Brief:
Display each line of the listing below that contains the string "spider", copied unchanged. Case counts.

• • •

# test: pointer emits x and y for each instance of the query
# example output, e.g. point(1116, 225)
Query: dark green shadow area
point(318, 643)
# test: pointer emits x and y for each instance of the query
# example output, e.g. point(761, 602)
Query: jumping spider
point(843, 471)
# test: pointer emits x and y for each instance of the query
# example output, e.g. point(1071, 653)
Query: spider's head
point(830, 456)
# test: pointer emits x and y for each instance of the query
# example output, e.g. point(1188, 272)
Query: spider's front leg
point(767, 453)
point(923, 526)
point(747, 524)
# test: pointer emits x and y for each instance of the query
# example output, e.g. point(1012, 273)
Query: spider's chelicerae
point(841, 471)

• • •

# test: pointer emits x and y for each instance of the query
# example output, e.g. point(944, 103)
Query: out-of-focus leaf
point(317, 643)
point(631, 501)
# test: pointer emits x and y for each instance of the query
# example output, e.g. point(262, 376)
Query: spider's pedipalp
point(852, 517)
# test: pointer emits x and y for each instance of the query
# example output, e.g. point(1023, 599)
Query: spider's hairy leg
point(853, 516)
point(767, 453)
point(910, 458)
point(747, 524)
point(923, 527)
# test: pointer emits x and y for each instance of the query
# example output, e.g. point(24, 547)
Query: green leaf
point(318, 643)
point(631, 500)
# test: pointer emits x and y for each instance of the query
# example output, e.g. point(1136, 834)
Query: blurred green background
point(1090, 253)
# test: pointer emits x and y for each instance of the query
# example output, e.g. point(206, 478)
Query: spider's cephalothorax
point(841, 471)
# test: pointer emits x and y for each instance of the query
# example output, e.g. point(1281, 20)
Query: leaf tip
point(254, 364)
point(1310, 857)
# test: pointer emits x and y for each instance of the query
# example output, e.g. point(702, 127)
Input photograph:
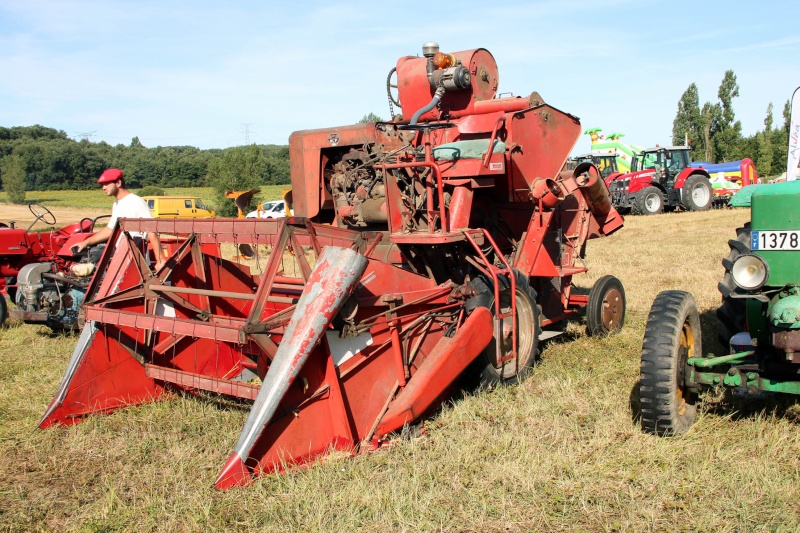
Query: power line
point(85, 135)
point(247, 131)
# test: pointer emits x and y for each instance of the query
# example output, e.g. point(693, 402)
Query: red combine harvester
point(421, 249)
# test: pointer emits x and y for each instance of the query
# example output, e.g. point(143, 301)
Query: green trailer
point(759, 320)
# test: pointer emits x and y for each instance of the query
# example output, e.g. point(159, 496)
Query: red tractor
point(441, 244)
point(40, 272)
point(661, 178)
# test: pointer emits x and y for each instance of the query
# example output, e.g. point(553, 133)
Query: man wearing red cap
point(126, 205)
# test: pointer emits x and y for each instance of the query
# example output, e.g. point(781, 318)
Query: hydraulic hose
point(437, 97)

• • •

Solution to this task:
Query: jumping spider
Query: spider's head
Query: spider's front leg
Query: spider's chelicerae
Query: spider's pedipalp
Query: spider's hairy leg
Query: spider's cephalothorax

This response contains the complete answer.